# Exercise aim
Only one stretch of the data below should be repeated: the lines from the line containing "--format 'a complete" through the line containing "# paths use fill-rule evenodd", inclusive, exactly as they are.

# Provided information
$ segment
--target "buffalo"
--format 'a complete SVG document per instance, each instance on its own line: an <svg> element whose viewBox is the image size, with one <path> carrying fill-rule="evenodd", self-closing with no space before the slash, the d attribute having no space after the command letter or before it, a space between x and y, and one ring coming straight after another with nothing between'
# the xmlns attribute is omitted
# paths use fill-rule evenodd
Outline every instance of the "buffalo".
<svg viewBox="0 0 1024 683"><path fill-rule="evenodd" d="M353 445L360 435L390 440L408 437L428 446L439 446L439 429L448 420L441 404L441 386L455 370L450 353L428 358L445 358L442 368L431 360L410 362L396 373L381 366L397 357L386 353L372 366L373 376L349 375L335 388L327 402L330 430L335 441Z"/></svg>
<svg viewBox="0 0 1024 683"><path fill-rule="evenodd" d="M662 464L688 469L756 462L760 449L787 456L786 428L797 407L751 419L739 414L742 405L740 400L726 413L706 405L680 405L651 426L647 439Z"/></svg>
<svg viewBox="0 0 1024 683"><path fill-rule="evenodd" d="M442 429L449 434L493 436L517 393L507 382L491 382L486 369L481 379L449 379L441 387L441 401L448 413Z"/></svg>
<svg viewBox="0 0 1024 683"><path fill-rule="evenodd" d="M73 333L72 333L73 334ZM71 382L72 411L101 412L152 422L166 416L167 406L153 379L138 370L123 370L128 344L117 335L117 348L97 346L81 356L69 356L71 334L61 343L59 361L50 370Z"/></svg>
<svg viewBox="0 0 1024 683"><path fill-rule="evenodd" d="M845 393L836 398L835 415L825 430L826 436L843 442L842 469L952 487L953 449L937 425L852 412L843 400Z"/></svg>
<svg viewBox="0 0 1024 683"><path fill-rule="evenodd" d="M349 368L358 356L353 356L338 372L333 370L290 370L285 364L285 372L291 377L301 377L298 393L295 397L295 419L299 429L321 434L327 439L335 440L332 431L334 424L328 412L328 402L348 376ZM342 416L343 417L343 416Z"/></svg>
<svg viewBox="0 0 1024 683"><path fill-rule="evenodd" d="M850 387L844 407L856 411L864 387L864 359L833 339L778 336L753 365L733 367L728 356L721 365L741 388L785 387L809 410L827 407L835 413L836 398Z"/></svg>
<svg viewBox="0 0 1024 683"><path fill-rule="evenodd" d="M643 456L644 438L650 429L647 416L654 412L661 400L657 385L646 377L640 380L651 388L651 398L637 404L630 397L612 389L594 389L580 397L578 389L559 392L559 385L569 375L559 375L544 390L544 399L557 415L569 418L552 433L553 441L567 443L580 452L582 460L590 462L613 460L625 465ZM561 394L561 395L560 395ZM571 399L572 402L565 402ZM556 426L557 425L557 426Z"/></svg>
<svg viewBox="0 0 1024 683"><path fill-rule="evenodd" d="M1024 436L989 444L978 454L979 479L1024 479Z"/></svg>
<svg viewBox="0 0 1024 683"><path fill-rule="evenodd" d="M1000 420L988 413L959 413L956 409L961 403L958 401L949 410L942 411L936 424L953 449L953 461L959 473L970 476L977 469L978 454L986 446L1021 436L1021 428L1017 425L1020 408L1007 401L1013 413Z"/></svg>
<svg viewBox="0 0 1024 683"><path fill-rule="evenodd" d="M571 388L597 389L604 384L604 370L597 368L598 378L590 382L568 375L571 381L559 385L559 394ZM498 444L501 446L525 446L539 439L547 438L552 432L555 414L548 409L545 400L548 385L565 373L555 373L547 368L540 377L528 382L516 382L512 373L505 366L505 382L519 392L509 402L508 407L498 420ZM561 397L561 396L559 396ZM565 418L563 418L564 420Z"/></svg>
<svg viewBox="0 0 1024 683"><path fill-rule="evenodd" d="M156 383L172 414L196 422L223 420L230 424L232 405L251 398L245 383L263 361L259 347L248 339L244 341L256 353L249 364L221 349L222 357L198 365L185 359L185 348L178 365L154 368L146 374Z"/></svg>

# Your solution
--format 'a complete SVG document per instance, each instance on its own line: an <svg> element whose viewBox is the image size, with one <path> carrying fill-rule="evenodd", self-closing with no space before the slash, the d attribute having no space after the command letter or before it, a space between x and y, and one ring coming straight after another with nothing between'
# the xmlns attribute is omitted
# paths use fill-rule evenodd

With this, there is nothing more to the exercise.